=== Dataset excerpts ===
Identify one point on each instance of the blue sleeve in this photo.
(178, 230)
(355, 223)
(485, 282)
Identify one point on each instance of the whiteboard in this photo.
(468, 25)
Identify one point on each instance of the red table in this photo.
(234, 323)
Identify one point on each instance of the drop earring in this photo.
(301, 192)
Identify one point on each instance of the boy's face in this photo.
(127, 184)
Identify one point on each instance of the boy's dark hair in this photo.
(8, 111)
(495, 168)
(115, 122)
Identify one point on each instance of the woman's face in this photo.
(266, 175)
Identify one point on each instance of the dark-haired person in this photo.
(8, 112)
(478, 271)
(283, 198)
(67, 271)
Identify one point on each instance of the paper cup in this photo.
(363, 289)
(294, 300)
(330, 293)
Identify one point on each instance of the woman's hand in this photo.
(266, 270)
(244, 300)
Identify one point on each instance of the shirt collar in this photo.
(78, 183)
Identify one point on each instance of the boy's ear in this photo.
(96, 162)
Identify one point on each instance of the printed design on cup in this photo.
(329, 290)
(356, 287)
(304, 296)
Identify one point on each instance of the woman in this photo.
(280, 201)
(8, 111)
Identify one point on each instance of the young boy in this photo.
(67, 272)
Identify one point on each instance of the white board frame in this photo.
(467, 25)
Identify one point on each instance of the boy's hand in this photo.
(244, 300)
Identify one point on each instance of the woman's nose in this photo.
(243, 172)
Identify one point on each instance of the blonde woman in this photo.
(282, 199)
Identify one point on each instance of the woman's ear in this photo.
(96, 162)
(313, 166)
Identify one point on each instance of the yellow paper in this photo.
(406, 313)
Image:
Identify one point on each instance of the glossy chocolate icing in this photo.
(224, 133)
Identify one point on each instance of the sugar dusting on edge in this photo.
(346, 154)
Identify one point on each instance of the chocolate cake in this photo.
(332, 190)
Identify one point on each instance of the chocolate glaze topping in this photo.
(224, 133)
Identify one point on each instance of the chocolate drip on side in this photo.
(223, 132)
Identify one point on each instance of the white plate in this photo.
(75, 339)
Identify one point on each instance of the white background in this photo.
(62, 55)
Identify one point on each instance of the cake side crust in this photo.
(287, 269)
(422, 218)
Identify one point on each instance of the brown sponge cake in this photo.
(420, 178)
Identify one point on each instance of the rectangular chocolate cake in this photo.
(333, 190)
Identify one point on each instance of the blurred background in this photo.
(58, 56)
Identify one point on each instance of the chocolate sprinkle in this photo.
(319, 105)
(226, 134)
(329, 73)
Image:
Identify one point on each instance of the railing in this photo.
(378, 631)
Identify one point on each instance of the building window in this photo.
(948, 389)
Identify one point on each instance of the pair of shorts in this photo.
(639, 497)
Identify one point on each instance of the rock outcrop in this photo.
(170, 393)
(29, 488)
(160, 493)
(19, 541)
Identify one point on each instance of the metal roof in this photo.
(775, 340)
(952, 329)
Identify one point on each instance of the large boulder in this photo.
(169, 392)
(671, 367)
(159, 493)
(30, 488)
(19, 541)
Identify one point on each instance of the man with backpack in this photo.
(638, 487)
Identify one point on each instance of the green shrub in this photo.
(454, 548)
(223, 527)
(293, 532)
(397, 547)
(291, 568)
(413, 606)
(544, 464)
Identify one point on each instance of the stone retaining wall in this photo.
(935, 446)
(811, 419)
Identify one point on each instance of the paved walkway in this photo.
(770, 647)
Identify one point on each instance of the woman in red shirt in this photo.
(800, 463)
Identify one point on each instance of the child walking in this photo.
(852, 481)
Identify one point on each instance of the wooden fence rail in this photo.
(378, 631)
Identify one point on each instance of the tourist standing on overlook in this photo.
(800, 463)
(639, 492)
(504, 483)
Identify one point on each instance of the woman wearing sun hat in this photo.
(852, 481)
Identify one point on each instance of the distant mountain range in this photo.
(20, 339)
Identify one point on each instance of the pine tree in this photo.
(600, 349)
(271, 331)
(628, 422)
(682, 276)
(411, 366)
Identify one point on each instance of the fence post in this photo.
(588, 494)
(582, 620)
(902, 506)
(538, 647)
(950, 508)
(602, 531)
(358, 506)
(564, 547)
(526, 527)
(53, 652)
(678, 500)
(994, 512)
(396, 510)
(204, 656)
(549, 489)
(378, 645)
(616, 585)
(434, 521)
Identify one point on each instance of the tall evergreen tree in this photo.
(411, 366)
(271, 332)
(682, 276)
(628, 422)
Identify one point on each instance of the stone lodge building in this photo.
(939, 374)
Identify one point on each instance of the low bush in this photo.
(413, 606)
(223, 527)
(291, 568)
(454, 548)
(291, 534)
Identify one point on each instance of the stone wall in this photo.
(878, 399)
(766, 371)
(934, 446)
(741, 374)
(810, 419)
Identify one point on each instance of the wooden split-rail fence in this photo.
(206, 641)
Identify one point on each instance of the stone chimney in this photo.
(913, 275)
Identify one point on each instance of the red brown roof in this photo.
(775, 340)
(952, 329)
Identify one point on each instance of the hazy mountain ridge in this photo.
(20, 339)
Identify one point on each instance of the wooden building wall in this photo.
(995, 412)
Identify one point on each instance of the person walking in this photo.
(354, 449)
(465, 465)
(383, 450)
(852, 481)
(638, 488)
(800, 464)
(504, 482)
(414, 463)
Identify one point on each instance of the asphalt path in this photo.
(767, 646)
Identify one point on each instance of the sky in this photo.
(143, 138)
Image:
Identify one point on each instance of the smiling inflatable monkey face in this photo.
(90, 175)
==
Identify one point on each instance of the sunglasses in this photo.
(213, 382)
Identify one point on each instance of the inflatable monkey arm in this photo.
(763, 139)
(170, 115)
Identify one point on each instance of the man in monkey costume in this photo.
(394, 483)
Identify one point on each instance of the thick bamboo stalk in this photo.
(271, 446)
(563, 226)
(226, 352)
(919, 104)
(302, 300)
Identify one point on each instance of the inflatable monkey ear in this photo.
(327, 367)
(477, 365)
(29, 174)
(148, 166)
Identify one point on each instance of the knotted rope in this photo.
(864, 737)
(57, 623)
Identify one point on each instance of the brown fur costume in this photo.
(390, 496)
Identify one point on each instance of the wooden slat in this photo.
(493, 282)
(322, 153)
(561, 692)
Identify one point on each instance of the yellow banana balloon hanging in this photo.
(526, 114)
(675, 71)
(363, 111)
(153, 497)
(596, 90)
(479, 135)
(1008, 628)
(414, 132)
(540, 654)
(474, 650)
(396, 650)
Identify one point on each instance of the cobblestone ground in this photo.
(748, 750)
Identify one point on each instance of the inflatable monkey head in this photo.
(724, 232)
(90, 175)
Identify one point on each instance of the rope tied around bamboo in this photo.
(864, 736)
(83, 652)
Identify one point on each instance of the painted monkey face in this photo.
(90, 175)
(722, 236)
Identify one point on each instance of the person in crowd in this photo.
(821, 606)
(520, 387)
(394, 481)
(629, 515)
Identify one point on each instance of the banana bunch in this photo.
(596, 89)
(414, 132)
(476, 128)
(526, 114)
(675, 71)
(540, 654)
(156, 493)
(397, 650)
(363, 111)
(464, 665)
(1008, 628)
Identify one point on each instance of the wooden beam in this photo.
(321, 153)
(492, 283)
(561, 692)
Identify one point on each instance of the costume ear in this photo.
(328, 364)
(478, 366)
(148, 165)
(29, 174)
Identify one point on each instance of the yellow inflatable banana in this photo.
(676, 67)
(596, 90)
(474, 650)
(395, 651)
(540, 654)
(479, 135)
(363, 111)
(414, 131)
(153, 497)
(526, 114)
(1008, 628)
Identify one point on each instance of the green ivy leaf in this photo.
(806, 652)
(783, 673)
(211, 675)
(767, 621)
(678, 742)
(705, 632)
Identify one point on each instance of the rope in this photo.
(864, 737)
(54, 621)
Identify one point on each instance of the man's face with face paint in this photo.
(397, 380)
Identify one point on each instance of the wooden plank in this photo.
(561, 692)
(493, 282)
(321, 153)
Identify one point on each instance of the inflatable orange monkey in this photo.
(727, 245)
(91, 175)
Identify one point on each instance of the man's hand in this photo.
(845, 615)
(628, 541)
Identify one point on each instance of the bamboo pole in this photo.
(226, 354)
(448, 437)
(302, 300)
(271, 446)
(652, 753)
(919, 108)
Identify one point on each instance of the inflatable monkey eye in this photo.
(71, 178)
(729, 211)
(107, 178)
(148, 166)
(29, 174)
...
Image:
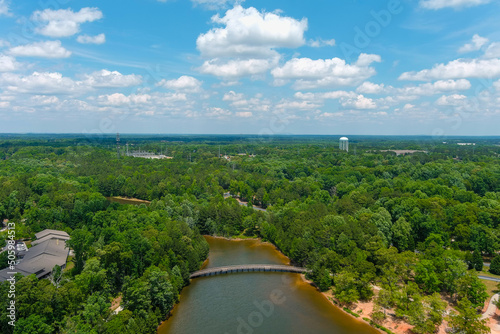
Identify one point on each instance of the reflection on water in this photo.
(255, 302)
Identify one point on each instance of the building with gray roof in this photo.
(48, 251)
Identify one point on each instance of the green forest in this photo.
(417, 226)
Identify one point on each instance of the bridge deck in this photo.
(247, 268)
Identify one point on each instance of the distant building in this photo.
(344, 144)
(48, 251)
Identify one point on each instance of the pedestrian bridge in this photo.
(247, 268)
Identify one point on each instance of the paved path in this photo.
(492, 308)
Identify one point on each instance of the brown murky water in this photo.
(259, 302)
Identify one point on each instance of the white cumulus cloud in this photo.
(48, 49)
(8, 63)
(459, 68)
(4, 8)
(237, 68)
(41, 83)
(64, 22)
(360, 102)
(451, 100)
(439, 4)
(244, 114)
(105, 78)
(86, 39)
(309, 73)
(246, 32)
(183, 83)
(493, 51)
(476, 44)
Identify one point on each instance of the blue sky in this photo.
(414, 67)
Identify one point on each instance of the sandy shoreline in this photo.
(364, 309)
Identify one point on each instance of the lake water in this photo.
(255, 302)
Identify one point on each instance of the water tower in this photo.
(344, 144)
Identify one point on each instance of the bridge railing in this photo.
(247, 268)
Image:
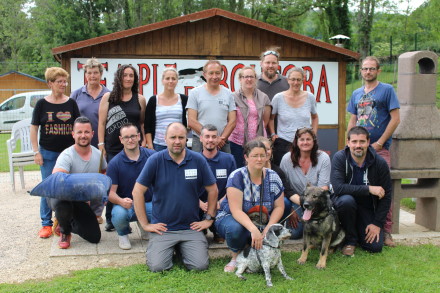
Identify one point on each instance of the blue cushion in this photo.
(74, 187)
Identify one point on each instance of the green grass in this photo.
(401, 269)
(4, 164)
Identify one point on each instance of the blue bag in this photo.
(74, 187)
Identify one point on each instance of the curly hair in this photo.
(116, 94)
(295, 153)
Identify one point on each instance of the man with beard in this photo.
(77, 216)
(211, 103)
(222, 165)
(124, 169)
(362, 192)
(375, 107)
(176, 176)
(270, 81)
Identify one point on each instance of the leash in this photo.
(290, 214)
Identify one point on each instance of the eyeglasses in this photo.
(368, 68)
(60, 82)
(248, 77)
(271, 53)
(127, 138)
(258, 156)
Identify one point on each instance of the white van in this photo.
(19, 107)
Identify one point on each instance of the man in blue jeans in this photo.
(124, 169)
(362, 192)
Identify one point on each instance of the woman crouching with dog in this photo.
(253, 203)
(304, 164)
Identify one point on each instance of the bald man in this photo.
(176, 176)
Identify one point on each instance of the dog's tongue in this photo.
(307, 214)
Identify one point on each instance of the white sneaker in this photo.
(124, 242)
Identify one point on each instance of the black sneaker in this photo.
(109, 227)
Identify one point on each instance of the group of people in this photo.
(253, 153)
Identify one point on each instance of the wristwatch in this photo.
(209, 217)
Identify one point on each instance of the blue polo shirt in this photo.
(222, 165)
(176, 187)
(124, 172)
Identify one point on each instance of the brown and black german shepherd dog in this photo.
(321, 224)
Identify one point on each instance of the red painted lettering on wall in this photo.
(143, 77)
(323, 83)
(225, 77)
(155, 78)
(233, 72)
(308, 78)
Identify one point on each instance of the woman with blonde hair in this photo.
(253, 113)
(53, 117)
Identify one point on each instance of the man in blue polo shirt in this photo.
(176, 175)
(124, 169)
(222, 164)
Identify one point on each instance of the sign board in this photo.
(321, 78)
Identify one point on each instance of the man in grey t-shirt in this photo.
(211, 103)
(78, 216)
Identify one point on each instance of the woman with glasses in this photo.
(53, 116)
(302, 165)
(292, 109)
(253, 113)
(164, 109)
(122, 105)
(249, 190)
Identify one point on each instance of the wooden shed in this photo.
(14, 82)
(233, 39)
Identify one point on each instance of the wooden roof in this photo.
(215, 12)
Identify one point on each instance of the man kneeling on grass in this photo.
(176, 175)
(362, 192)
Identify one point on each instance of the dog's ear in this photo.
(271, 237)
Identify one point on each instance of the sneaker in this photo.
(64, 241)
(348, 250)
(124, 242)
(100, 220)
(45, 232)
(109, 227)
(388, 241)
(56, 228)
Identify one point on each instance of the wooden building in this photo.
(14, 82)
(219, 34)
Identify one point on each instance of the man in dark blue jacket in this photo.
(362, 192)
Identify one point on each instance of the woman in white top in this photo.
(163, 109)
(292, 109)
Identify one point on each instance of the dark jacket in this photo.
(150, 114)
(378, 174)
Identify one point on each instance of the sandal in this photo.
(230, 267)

=== Task details ===
Return each line of the records above that contains the string "paper", matching case exactly.

=== Written solution ===
Identify one point on each instance of the paper cup in this photo.
Identify one point on each instance of the yellow paper in this photo.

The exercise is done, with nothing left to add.